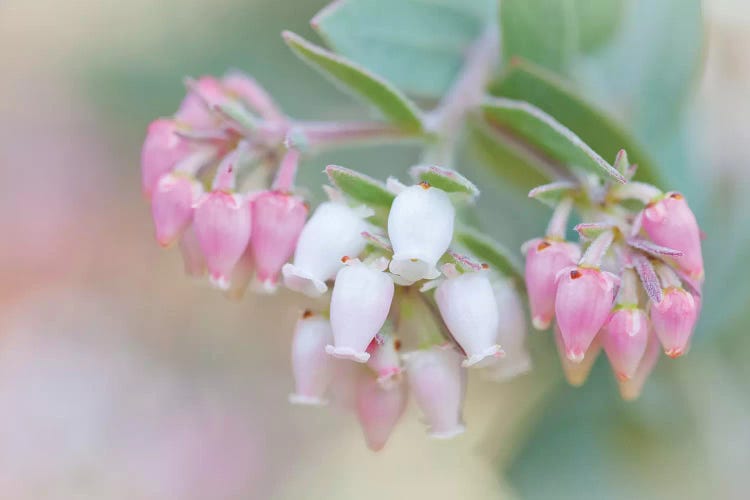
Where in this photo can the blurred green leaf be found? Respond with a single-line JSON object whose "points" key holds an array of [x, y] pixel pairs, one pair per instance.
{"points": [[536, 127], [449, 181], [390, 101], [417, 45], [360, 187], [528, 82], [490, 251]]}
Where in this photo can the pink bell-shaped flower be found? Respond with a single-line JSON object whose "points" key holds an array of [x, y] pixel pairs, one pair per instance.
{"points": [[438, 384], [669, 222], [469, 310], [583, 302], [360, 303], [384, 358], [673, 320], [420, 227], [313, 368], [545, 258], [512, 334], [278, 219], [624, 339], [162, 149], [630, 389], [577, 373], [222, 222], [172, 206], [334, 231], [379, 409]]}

...

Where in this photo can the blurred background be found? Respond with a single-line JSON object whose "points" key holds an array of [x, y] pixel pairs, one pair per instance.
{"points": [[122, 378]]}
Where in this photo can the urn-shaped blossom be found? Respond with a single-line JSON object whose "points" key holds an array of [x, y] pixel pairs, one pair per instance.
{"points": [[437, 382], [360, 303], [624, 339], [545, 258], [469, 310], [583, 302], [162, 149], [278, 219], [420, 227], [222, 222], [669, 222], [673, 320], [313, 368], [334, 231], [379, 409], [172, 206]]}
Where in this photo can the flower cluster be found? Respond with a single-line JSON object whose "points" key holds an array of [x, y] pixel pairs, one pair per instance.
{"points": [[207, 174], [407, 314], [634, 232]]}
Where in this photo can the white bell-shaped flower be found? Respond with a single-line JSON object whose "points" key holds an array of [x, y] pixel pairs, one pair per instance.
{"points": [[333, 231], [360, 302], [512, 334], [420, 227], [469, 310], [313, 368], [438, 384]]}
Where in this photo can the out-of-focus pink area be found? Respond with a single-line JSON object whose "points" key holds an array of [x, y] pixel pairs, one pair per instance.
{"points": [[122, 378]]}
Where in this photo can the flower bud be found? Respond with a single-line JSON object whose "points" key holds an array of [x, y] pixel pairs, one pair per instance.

▶ [EXERCISE REQUIREMENTS] Which lines of the entries above contain the string "focus" with matching case? Filter them out and copy each one in full.

▶ [SOLUTION BELOW]
Where in this photo can the out-of-focus pink area be found? Respond with a single-line JSON object whose "points" key holds an array of [x, y] pixel pairs, one pair per instance.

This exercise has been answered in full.